*Dataset excerpts*:
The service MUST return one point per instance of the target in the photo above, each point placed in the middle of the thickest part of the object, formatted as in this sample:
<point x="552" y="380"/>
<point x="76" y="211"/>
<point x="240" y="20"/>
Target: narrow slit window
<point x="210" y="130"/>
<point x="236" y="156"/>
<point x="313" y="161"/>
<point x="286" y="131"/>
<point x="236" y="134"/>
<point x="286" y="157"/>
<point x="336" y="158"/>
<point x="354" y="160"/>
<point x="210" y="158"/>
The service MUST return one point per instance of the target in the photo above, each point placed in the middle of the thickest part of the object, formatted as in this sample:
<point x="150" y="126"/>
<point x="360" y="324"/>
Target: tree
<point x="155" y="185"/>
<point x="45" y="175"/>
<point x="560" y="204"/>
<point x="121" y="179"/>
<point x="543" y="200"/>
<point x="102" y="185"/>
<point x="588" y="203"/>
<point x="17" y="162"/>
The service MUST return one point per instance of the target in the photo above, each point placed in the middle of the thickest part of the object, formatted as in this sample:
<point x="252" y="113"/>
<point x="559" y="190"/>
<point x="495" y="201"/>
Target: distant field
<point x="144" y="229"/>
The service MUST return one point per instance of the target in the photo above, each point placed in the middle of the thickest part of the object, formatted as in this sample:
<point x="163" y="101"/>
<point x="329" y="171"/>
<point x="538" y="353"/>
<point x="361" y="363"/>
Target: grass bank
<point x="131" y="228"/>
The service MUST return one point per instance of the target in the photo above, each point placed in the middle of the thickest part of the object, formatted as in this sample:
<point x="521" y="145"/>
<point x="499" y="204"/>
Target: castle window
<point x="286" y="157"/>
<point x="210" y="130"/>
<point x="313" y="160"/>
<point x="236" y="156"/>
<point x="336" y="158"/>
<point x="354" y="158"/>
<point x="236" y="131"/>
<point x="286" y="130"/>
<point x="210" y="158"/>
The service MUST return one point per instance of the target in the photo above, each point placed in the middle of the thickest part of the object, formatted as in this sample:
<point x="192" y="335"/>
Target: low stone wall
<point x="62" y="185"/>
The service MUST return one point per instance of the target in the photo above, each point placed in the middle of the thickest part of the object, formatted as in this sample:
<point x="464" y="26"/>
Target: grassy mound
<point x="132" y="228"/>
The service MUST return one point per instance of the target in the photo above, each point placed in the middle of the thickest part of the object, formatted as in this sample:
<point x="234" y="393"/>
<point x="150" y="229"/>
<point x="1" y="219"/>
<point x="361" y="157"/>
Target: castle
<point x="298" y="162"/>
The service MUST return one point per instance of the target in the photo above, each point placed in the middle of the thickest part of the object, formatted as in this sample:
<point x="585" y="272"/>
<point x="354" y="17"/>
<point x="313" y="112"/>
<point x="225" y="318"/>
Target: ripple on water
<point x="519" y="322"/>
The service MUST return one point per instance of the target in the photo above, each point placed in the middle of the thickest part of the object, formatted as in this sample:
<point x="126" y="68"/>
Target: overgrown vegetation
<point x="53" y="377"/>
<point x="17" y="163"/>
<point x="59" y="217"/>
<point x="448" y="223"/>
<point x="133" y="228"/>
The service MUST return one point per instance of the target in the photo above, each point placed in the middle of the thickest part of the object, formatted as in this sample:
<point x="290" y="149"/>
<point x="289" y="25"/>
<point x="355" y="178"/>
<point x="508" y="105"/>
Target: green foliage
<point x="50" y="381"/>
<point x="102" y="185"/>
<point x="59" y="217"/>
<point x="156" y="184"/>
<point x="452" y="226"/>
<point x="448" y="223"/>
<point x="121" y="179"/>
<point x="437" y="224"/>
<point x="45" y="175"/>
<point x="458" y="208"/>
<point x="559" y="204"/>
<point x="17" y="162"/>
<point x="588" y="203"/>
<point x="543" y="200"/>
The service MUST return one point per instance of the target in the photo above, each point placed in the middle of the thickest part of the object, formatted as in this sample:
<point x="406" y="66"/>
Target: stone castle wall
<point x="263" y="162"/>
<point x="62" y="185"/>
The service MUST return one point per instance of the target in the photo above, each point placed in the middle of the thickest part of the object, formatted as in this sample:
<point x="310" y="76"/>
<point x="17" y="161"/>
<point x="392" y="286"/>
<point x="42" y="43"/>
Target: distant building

*Problem to solve*: Copy out all of the records above word for word, without changing anything.

*Output for this task*:
The service MUST return one point per instance of the target in the photo above, each point placed in the middle of the thickest part of the object, formatted as in this sample:
<point x="552" y="380"/>
<point x="76" y="211"/>
<point x="240" y="20"/>
Target: narrow slit window
<point x="210" y="130"/>
<point x="236" y="156"/>
<point x="313" y="161"/>
<point x="286" y="131"/>
<point x="236" y="134"/>
<point x="286" y="157"/>
<point x="336" y="158"/>
<point x="354" y="160"/>
<point x="210" y="158"/>
The service MUST return one point per instance of the target in the photo above, each point placed in the middle of the thickest part of the object, formatted as in this sample:
<point x="150" y="126"/>
<point x="360" y="324"/>
Target: tree
<point x="155" y="185"/>
<point x="45" y="175"/>
<point x="560" y="204"/>
<point x="121" y="179"/>
<point x="543" y="200"/>
<point x="102" y="185"/>
<point x="588" y="203"/>
<point x="17" y="162"/>
The service MUST return one point per instance of the target in the photo above, each point placed in the middle of the thickest part of the object, formatted as in this sample:
<point x="252" y="113"/>
<point x="559" y="190"/>
<point x="495" y="201"/>
Target: distant field
<point x="144" y="229"/>
The service MUST return one point per instance of the target in the photo above, each point placed in the middle of the thickest part of the object, formatted as in this sample:
<point x="163" y="101"/>
<point x="329" y="171"/>
<point x="538" y="353"/>
<point x="361" y="363"/>
Target: grass bank
<point x="131" y="228"/>
The service MUST return one point per instance of the target in the photo above, each point placed in the middle of the thickest part of the object, formatted as in this sample:
<point x="521" y="145"/>
<point x="499" y="204"/>
Target: castle window
<point x="286" y="157"/>
<point x="210" y="130"/>
<point x="313" y="160"/>
<point x="236" y="156"/>
<point x="336" y="158"/>
<point x="354" y="158"/>
<point x="236" y="131"/>
<point x="286" y="130"/>
<point x="210" y="158"/>
The service MUST return one point per instance of the target in the photo above, each point placed in the middle of the thickest part of the object, formatted as in this sample:
<point x="192" y="335"/>
Target: low stone wall
<point x="62" y="185"/>
The service MUST return one point per instance of the target in the photo above, each point placed in the middle of the thickest part of the object, formatted as in this sample:
<point x="464" y="26"/>
Target: grassy mound
<point x="132" y="228"/>
The service MUST return one point per instance of the target in the photo above, each point placed in the middle of the thickest part of the object, formatted as in this sample:
<point x="234" y="393"/>
<point x="150" y="229"/>
<point x="1" y="219"/>
<point x="361" y="157"/>
Target: castle
<point x="298" y="162"/>
The service MUST return one point per instance of the target in the photo above, each point placed in the middle of the thickest part of the object, formatted as in this sample:
<point x="585" y="272"/>
<point x="354" y="17"/>
<point x="313" y="112"/>
<point x="225" y="318"/>
Target: ripple on water
<point x="519" y="322"/>
The service MUST return one point per instance of the target in the photo above, each point placed in the middle of the thickest part of the object, formatted as in this sample:
<point x="126" y="68"/>
Target: overgrown vegetation
<point x="53" y="377"/>
<point x="17" y="163"/>
<point x="59" y="217"/>
<point x="448" y="223"/>
<point x="133" y="228"/>
The service MUST return one point per instance of the target in the photo above, each point placed in the middle of the thickest part of the object, formatted as in this sample:
<point x="290" y="149"/>
<point x="289" y="25"/>
<point x="355" y="178"/>
<point x="508" y="105"/>
Target: green foliage
<point x="50" y="381"/>
<point x="102" y="185"/>
<point x="59" y="217"/>
<point x="156" y="184"/>
<point x="452" y="226"/>
<point x="448" y="223"/>
<point x="121" y="179"/>
<point x="437" y="224"/>
<point x="45" y="175"/>
<point x="458" y="208"/>
<point x="559" y="204"/>
<point x="17" y="162"/>
<point x="588" y="203"/>
<point x="543" y="200"/>
The service MUST return one point per instance of the target in the photo above, each point placed in the middle of the thickest part of the object, formatted as in this sample:
<point x="406" y="66"/>
Target: stone castle wall
<point x="263" y="162"/>
<point x="62" y="185"/>
The service MUST return one point per instance of the target in the photo above, each point placed in the middle of the thickest part of the object, formatted as in this sample:
<point x="310" y="76"/>
<point x="17" y="161"/>
<point x="392" y="286"/>
<point x="42" y="43"/>
Target: distant building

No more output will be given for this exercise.